Stated task
Copy every item below word for word, but leave the pictures out of your answer.

Materials provided
'''

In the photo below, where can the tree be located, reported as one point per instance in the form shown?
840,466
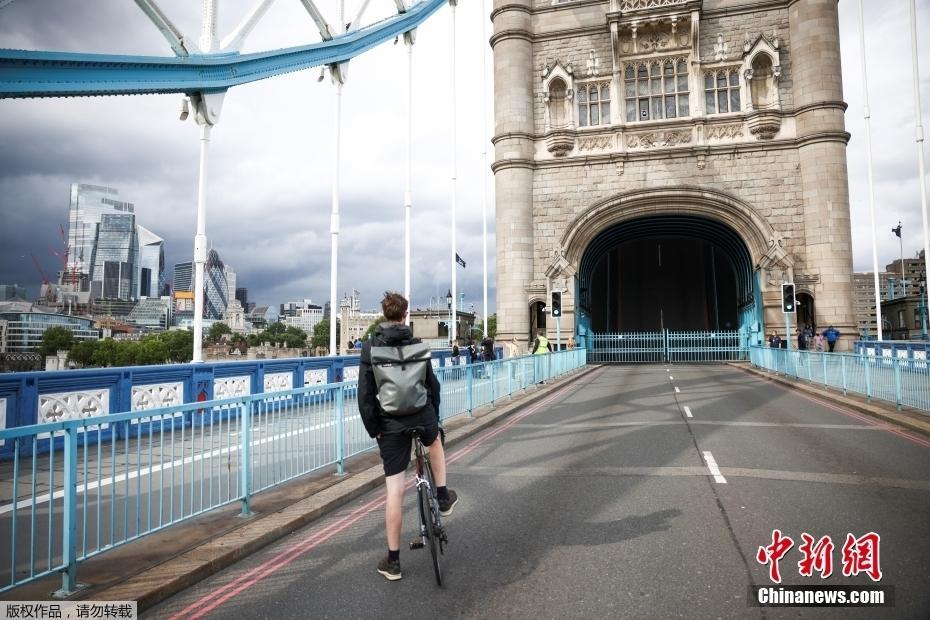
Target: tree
374,325
321,334
105,353
82,353
217,331
56,339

'''

Output of the task
In the photo below, where can the tree be located, reported as one point per instance in the form shown?
840,466
Target: tree
374,325
321,334
105,353
82,353
217,331
56,339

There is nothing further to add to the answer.